▶ [Stated exercise]:
Copy the material below verbatim, line by line, and omit the pictures from your copy.

[begin Extracted material]

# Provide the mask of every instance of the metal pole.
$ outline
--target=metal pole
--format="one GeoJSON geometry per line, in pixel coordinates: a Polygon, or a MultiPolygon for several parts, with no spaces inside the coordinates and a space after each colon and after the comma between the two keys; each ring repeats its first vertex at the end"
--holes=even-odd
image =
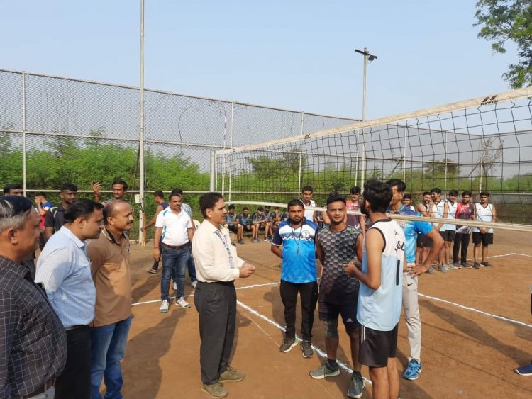
{"type": "MultiPolygon", "coordinates": [[[[144,209],[144,0],[140,0],[140,137],[138,145],[138,191],[140,196],[140,210],[144,209]]],[[[133,184],[135,182],[133,181],[133,184]]],[[[144,232],[140,230],[143,225],[144,212],[140,212],[138,223],[138,240],[143,242],[143,235],[144,232]]]]}
{"type": "Polygon", "coordinates": [[[22,72],[22,189],[26,196],[26,72],[22,72]]]}
{"type": "Polygon", "coordinates": [[[211,179],[209,181],[209,191],[211,192],[216,190],[216,152],[211,151],[211,179]]]}
{"type": "MultiPolygon", "coordinates": [[[[233,101],[231,101],[231,148],[233,148],[233,129],[234,128],[234,123],[233,123],[233,118],[235,117],[235,103],[233,101]]],[[[231,161],[231,165],[230,165],[230,172],[229,172],[229,201],[231,201],[231,177],[233,175],[233,161],[234,157],[231,156],[231,157],[229,159],[231,161]]]]}
{"type": "MultiPolygon", "coordinates": [[[[301,135],[303,135],[303,123],[304,120],[305,120],[305,113],[301,112],[301,127],[300,127],[300,129],[301,129],[300,133],[301,135]]],[[[301,144],[301,148],[299,148],[299,176],[297,176],[298,196],[299,195],[299,193],[301,193],[301,176],[302,176],[302,171],[301,171],[302,164],[303,164],[303,146],[301,144]]],[[[298,196],[298,198],[299,197],[298,196]]]]}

[end Extracted material]

▶ [Exercise answer]:
# Provide the mask of every instance of the metal pole.
$ outline
--target=metal pole
--format="one GeoJSON geometry per line, in pixel coordinates: a Polygon, or a MultiPolygon for several parts, with no spaces inside the coordinates and a space after each colon and after the comma between the two keys; each ring repeats its first vertex at the end"
--holes=even-odd
image =
{"type": "MultiPolygon", "coordinates": [[[[144,209],[144,0],[140,0],[140,137],[138,145],[138,191],[140,196],[140,210],[144,209]]],[[[133,184],[135,182],[133,181],[133,184]]],[[[144,232],[140,230],[143,225],[144,212],[140,212],[138,223],[138,240],[143,242],[143,235],[144,232]]]]}
{"type": "Polygon", "coordinates": [[[22,72],[22,189],[26,196],[26,72],[22,72]]]}
{"type": "Polygon", "coordinates": [[[211,179],[209,181],[209,191],[211,192],[216,190],[216,152],[211,151],[211,179]]]}
{"type": "MultiPolygon", "coordinates": [[[[233,101],[231,101],[231,148],[233,148],[233,129],[234,128],[234,123],[233,123],[233,118],[235,117],[235,103],[233,101]]],[[[231,161],[231,165],[230,165],[230,172],[229,172],[229,201],[231,201],[231,177],[233,175],[233,161],[234,157],[231,156],[231,157],[229,159],[231,161]]]]}
{"type": "MultiPolygon", "coordinates": [[[[301,135],[303,135],[303,123],[304,120],[305,120],[305,113],[301,112],[301,127],[300,127],[300,129],[301,129],[300,133],[301,135]]],[[[301,144],[301,148],[299,148],[299,176],[297,176],[298,196],[299,195],[299,193],[301,193],[301,176],[302,176],[302,171],[301,171],[302,164],[303,164],[303,146],[301,144]]],[[[298,196],[298,198],[299,197],[298,196]]]]}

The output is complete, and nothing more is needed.